» **Problems to solve**:
(a) In the check-out counter text, for how much of each operating cycle must both hoppers be open at the same time?
(b) Continue the check-out counter patent text from its last sentence.
── Article
As it appears from the preceding description, with the co-ordinated working of the two apparatus it is always restored the optimum step 202 during which both hoppers 18,18′ are open to the cashier's disposal. This exactly meets an above mentioned requirement, i.e. that both hoppers 18, 18′ be simultaneously open for at least one half of the time necessary for each operating cycle. Further, such co-ordination insures that during an operating cycle both hoppers 18, 18′ be never contemporarily closed, preventing thus the cashier from introducing items in bag 13 or 113 and compelling her to break off the checking of the items purchased by the customer standing at the check-out counter.
Other additions and/or changes may be made by those skilled in the art to the embodiments hereinabove described and illustrated in the accompanying drawings, remaining within the scope of the present invention; such embodiments were in fact reported by mere way of example and not as a limitation of the invention itself.

Claims

Check-out counter for supermarkets characterized in that it comprises two hoppers (18, 18′) for inserting items inside the check-out counter, two reels (11, 11′) of plastic bags joined to one another as a strip (12, 12′) and two apparatus, each one of them being suitable to detach from each strip (12, 12′) a single bag (13, 13′) and to drive the latter under each hopper (18, 18′) and to keep it open under the said hoppers during all the time necessary for inserting therein the purchased items.
────
── Dataset extract
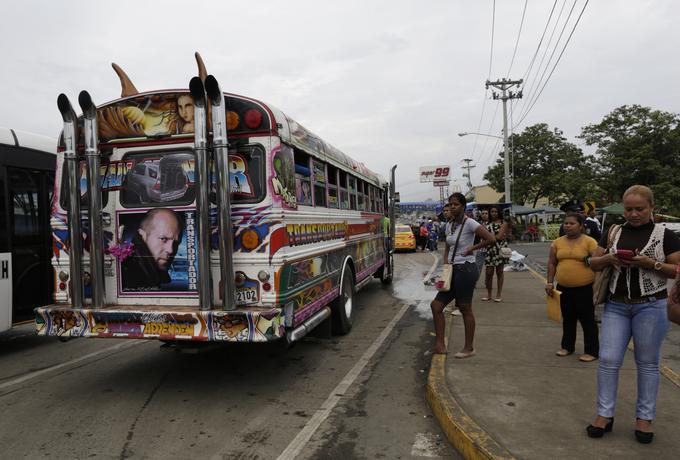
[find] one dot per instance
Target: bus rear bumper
(162, 323)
────
» **Responses to the exercise**:
(a) At least one half of the time needed for each operating cycle.

(b)
Check-out counter according to claim 1, characterized in that each of the two apparatus incorporated within the check-out counter comprises a dispensing device suitable to unwind the reel (11 or 11′) and to detach from the strip (12, 12′) a single bag (13 or 13′), as well as an opening device suitable to open by means of pliers (62, 63, 162, 163) the bag (13, 113) coming from the dispensing device and to keep it firmly open during its filling.
Check-out counter according to claim 2, characterized in that the dispensing device of each of the two apparatus incorporated within the check-out counter comprises a rubberized roller (16, 116) actuated by a motor reducer (17, 117) suitable to unwind from the reel (11, 11′) the continuous strip (12, 12′) of bags; two facing lower belt units (25, 26 and 125, 126) suitable to grip between them the strip (12, 12′) of bags as it is unwound from the reel (11, 11′) and to drive it towards two superposed facing pairs of upper belts (41, 42 and 141, 142) suitable to detach a single bag (13, 113) from the strip (12, 12′) and to drive it towards the opening device.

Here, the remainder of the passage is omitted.